Object point labels
▼
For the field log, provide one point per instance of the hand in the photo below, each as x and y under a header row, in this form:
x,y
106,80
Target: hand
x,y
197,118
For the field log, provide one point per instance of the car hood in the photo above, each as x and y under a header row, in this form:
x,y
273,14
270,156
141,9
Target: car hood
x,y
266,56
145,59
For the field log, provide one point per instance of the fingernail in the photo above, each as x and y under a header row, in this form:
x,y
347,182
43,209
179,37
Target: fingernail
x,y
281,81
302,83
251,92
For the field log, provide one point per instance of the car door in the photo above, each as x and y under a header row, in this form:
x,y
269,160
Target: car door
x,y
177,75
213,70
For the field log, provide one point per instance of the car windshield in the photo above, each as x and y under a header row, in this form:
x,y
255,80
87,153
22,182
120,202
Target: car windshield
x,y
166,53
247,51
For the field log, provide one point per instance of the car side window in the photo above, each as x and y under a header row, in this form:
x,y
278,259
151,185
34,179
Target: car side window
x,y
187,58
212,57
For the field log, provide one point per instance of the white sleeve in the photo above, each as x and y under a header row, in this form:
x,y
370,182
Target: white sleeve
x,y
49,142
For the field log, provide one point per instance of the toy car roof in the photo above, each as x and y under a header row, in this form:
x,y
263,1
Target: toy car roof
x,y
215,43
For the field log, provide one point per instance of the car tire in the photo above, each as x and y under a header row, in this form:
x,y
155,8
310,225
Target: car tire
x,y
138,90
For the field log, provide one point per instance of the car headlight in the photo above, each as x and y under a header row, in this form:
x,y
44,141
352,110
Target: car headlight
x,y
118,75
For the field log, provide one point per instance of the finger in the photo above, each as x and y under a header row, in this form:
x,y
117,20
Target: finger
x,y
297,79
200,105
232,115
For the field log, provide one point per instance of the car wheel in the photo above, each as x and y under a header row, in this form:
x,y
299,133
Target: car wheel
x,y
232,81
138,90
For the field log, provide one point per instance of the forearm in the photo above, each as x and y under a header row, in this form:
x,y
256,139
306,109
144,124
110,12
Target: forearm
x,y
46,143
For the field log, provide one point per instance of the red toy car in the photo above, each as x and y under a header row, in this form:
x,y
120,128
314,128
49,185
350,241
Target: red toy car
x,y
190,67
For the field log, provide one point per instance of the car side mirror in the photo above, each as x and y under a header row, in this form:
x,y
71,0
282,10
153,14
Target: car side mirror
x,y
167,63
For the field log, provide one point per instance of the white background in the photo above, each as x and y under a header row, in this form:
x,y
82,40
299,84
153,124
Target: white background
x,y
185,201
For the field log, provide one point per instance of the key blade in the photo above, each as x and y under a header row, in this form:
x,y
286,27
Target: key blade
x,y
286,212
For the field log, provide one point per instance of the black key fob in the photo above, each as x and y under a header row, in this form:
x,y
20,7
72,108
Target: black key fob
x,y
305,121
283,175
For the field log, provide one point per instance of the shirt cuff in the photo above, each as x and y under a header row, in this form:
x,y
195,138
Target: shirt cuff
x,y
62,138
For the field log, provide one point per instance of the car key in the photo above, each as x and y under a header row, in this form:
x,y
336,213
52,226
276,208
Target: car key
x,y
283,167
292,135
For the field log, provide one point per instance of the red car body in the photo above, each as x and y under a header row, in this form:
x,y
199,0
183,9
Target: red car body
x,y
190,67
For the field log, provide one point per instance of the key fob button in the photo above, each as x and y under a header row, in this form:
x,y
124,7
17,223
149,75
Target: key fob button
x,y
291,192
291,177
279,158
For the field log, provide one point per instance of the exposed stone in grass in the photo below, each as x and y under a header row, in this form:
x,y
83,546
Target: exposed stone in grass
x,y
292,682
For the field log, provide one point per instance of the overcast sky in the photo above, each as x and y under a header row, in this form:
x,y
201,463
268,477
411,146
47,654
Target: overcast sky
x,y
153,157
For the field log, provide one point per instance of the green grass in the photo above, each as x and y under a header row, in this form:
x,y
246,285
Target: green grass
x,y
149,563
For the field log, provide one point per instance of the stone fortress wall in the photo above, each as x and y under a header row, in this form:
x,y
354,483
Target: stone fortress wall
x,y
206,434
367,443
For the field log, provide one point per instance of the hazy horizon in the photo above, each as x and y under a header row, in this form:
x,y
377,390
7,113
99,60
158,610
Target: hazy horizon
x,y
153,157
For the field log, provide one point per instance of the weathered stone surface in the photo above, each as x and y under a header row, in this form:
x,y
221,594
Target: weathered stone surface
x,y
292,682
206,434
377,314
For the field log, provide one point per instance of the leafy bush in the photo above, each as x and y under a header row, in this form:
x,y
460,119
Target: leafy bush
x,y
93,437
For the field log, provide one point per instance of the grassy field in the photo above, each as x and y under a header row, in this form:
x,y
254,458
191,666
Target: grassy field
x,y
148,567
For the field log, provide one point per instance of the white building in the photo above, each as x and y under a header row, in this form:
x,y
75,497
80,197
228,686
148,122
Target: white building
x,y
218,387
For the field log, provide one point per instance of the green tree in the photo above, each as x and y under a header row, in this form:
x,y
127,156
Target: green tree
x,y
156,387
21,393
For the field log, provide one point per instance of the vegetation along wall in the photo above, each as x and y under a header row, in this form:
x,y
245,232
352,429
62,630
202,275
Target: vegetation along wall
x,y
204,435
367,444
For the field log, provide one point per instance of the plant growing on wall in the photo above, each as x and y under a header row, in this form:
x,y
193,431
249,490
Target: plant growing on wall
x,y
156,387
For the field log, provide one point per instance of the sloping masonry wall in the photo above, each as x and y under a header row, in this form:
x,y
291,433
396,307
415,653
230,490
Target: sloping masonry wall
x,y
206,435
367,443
▲
EXERCISE BRIEF
Could you rewrite the material from the line containing "of the leafy" through its end, both lines included, keeping every request and offsetting each answer coordinate by 49 while leaving all other numbers unchanged?

RESULT OF THIS TASK
For the field log, provide one point per instance of the leafy bush in the photo above, each as x and y under a header row, in this form:
x,y
460,119
Target: leafy bush
x,y
142,486
For the field log, provide one point per instance of the grassy field in the photo above, each as x and y under a header row, in this form:
x,y
254,458
191,666
Target: grassy field
x,y
197,616
For the field log, provide one point per instance of the white building in the photo above, each as x and y under a header row, in this form:
x,y
75,497
80,197
228,686
148,122
Target: white building
x,y
267,436
For the field log, provide one point per instance of the green tree in the photo above, each as x and y under a header row, in this form:
x,y
127,156
Target: green tree
x,y
205,436
70,442
For the field log, provide one point per instance of the vegetation along wall in the photo above, each as x and y under a header row, in this form:
x,y
245,232
352,429
62,630
202,275
Target: vegetation along wall
x,y
253,484
416,493
For the field log, provide one point per instance of the plant growing on wall in the photo above, each as x and y under a header row, in this form:
x,y
193,431
249,490
Target: plant growing on wall
x,y
205,436
For the field log, provide one point per instance of the sloping masonry wall in the photo above, each as x and y under a header row, in this form:
x,y
291,433
396,307
415,653
230,490
Target: sloping masonry wall
x,y
255,484
416,492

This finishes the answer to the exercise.